## TASKS FOR THIS EXERCISE:
a - Answer these questions using the aquarium kit thread:
(i) Which part of the kit does Wiggyl call a favorite?
(ii) Which part of the kit does Seki describe as a bit flimsy?
(iii) What date appears with Seki's post?
b - Switch "photo" to "image" throughout the listing, changing nothing else, and leave the pictures out of your answer.

# Grreat Choice® 10 Gallon Aquarium Starter Kit



## Wiggyl (Feb 13, 2014)

Has anybody gotten the Grreat Choice 10G Starter Kit? I'd like to upgrade and this is one of the best deals I can find without too much unnecessary equipment. Comes with tank, hood & light (my favorite part), and a filter. 

http://www.petsmart.com/product/index.jsp?productId=12302643&lmdn=Fish+Aquariums+%26amp%3B+Bowls&f=PAD%2FpsNotAvailInUS%2FNo

I guess I'm wondering if people have experience with this filter and what they think. If I can get away with not purchasing a new filter my budget would be very thankful.

Thanks for your input in advance!


----------



## Seki (Jul 10, 2012)

I have this kit! It's a great tank, solidly constructed. The hood is a bit flimsy, but for the price, it's hard to expect more. Here is my list of pros and cons.

## MATERIAL FOR THIS TASK:
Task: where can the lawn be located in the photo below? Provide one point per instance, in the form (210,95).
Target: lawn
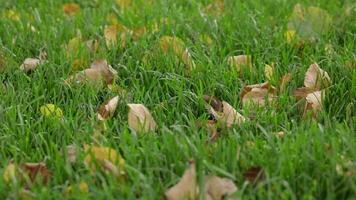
(181,77)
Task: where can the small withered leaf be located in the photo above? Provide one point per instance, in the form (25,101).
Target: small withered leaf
(214,102)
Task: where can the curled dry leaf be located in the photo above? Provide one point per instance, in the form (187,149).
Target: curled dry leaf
(71,8)
(223,112)
(99,70)
(258,94)
(254,174)
(106,158)
(9,174)
(240,61)
(123,3)
(269,71)
(71,151)
(35,171)
(30,64)
(140,118)
(82,187)
(284,82)
(186,188)
(314,102)
(106,110)
(217,188)
(316,78)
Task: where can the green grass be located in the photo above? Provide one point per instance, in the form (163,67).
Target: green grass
(302,165)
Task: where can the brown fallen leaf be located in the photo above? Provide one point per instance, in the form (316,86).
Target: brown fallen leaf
(71,8)
(106,110)
(314,102)
(217,188)
(258,94)
(9,173)
(71,151)
(107,159)
(99,70)
(254,174)
(284,82)
(36,171)
(140,118)
(240,61)
(30,64)
(186,188)
(227,115)
(269,71)
(316,78)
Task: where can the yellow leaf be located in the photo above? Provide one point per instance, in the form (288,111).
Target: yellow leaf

## RESULTS OF THE TASKS:
a -
(i) The hood and light.
(ii) The hood.
(iii) Jul 10, 2012.

b -
Task: where can the lawn be located in the image below? Provide one point per instance, in the form (210,95).
Target: lawn
(181,77)
Task: where can the small withered leaf be located in the image above? Provide one point per instance, in the form (25,101).
Target: small withered leaf
(214,102)
Task: where can the curled dry leaf be located in the image above? Provide one point per instance, in the form (187,149).
Target: curled dry leaf
(71,8)
(223,112)
(99,70)
(258,94)
(254,174)
(106,158)
(9,174)
(240,61)
(123,3)
(269,71)
(71,151)
(35,171)
(30,64)
(140,118)
(82,187)
(284,82)
(186,188)
(314,102)
(106,110)
(217,188)
(316,78)
Task: where can the green grass be located in the image above? Provide one point per instance, in the form (163,67).
Target: green grass
(302,165)
Task: where can the brown fallen leaf be located in the image above? Provide one point per instance, in the form (316,86).
Target: brown fallen leaf
(71,8)
(106,110)
(314,102)
(217,188)
(258,94)
(9,173)
(71,151)
(107,159)
(99,70)
(254,174)
(284,82)
(36,171)
(140,118)
(240,61)
(30,64)
(186,188)
(227,115)
(269,71)
(316,78)
Task: where can the yellow leaf be located in the image above? Provide one point per instance, in the form (288,111).
Target: yellow leaf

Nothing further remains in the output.